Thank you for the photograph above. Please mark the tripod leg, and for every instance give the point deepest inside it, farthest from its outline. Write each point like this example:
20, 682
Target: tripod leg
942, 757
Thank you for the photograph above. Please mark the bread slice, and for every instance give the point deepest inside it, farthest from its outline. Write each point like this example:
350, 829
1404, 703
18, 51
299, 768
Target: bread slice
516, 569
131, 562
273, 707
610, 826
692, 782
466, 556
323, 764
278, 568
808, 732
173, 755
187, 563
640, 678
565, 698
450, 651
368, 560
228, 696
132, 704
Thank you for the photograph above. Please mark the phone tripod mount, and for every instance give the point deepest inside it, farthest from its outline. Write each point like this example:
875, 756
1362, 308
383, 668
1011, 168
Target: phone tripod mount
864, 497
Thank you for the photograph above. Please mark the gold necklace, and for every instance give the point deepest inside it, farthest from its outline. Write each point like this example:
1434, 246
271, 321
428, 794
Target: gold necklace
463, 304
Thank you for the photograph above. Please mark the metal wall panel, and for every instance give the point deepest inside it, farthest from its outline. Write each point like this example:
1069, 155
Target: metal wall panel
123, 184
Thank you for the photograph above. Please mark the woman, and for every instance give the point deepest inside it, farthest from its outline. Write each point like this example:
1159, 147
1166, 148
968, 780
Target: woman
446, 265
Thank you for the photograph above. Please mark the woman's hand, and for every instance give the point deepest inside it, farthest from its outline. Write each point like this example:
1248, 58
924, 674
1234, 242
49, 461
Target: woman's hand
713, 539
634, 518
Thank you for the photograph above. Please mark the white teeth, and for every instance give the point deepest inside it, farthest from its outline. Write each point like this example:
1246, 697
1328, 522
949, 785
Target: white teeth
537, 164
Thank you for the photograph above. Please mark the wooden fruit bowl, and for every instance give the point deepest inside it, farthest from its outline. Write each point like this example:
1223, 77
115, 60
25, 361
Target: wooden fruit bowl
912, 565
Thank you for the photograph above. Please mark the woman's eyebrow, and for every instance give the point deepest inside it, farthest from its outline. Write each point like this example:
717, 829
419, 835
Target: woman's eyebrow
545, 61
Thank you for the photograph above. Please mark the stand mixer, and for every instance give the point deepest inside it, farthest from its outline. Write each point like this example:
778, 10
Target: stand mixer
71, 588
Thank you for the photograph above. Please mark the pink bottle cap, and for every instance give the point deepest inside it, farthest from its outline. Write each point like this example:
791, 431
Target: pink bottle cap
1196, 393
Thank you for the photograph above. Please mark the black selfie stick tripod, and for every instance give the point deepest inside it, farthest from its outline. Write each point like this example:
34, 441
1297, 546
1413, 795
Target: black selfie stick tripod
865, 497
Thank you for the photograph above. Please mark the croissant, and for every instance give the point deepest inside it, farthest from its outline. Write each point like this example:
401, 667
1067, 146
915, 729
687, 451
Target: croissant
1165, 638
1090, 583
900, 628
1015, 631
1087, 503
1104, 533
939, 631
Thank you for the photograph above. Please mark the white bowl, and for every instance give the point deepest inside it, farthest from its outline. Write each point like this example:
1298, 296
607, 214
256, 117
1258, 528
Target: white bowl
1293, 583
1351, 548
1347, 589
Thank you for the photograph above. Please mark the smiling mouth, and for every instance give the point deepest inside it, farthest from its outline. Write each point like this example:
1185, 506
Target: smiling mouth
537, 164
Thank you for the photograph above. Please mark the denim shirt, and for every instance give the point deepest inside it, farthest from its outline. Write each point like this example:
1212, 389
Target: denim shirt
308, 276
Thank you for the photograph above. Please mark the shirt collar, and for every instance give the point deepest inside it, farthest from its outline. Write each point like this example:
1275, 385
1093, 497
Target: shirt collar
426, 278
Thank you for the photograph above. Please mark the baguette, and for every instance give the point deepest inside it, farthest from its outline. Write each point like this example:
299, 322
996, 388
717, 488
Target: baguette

------------------------------------------------------------------------

**WHAT IS REQUIRED:** Rewrite everything from the line containing "the croissant, and" down to the end of the entries, requests included, scaling each coordinate in the answers by 2.55 and rounding to whole numbers with halves rounded up. Leave the numbers in the requests and their sample points unchanged.

**ANSWER TO THIS TASK:**
Thank you for the photograph above. Please mark the croissant, and for every instance give the point deepest inside it, farthest from its outline. Write each point like this example:
401, 667
1067, 146
915, 729
687, 451
Target: croissant
2971, 1627
2780, 1487
2295, 1601
2588, 1609
2772, 1283
2815, 1359
2394, 1609
Thank you for the photograph above. Please mark the white bowl, and for every instance give the point deepest inside it, farthest from its outline. Write each point like this example:
1298, 296
607, 214
256, 117
1258, 528
Target: white bowl
3297, 1487
3445, 1397
3435, 1502
Thank you for the photograph above. Please mark the smiling mouth, and for every instance give the point deepest inside it, farthest from its outline. Write each point like this example:
1185, 506
Target: smiling mouth
1369, 418
Thank you for the photograph above. Please mark the denim shirt, and for every instance give the point deepest inside it, farthest from its outline. Write each point like this example:
1212, 389
Target: denim shirt
785, 704
Thank you for the photograph above. Please mark the shirt collar, and for every instance give the point deepest inside it, farthest from its outline. Write each point like this example:
1275, 385
1093, 497
Target: shirt collar
1086, 709
Thank you for the photograph above. Please mark the baguette, and for every instance give the point deepest inside it, farthest from its outline. Write each point like this example:
299, 322
996, 388
717, 488
Target: baguette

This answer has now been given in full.